[Rows from a box-labeling dataset]
>>>
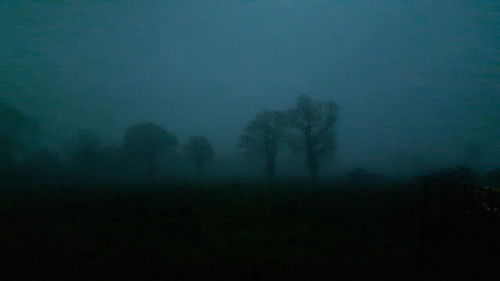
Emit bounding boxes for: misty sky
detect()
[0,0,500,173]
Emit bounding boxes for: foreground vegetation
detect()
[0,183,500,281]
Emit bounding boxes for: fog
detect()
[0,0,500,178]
<<<
>>>
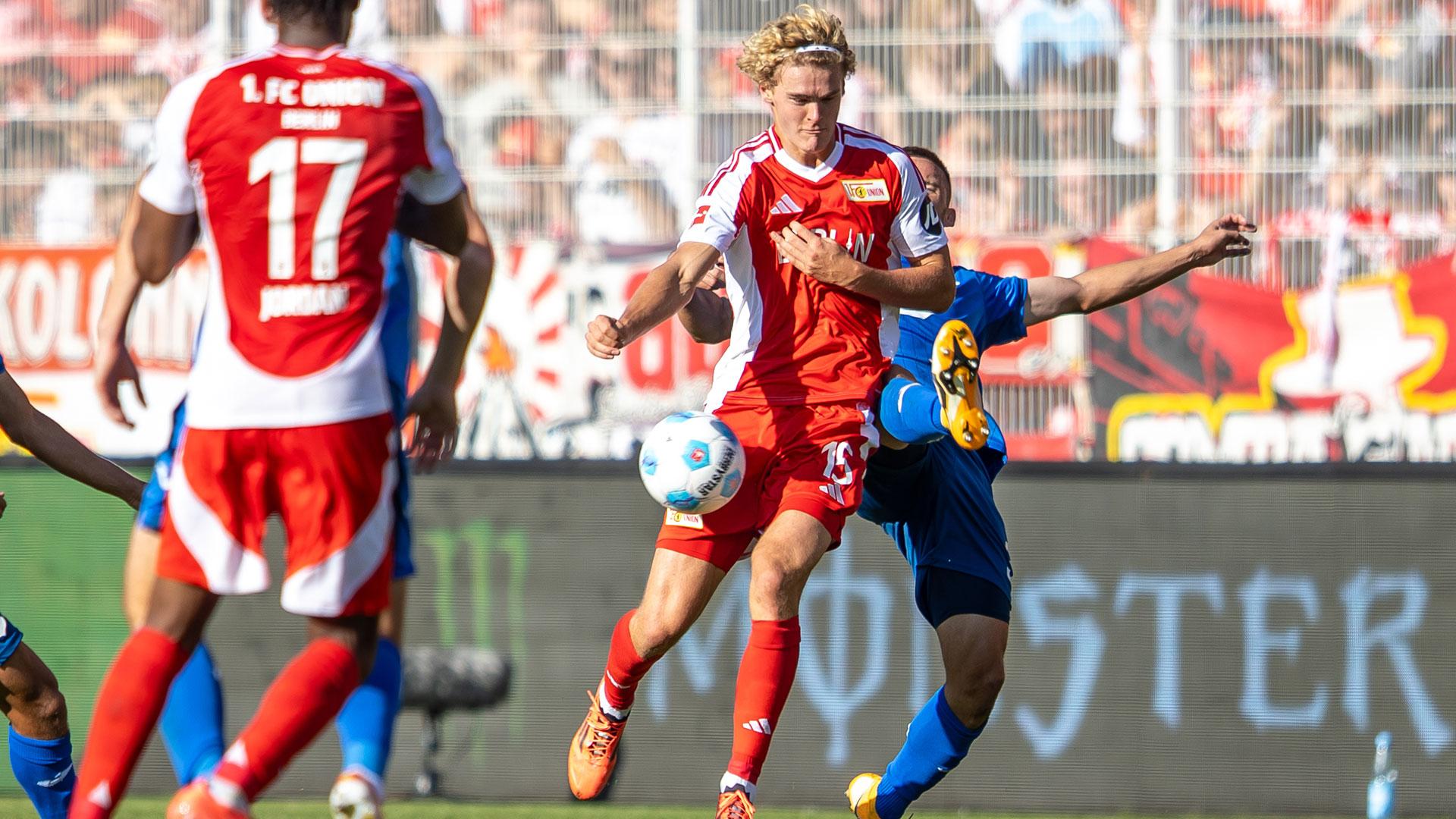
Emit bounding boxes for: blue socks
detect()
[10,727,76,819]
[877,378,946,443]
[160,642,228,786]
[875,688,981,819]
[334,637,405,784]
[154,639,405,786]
<<<
What to produce: Pull out every line in the records that contains the word "Emit", and copy each one unchanged.

Exercise result:
Emit bounding boxes for: misty sky
Emit bounding boxes for: foreground vegetation
Emit bounding boxes for: fog
Emit bounding boxes for: blue socks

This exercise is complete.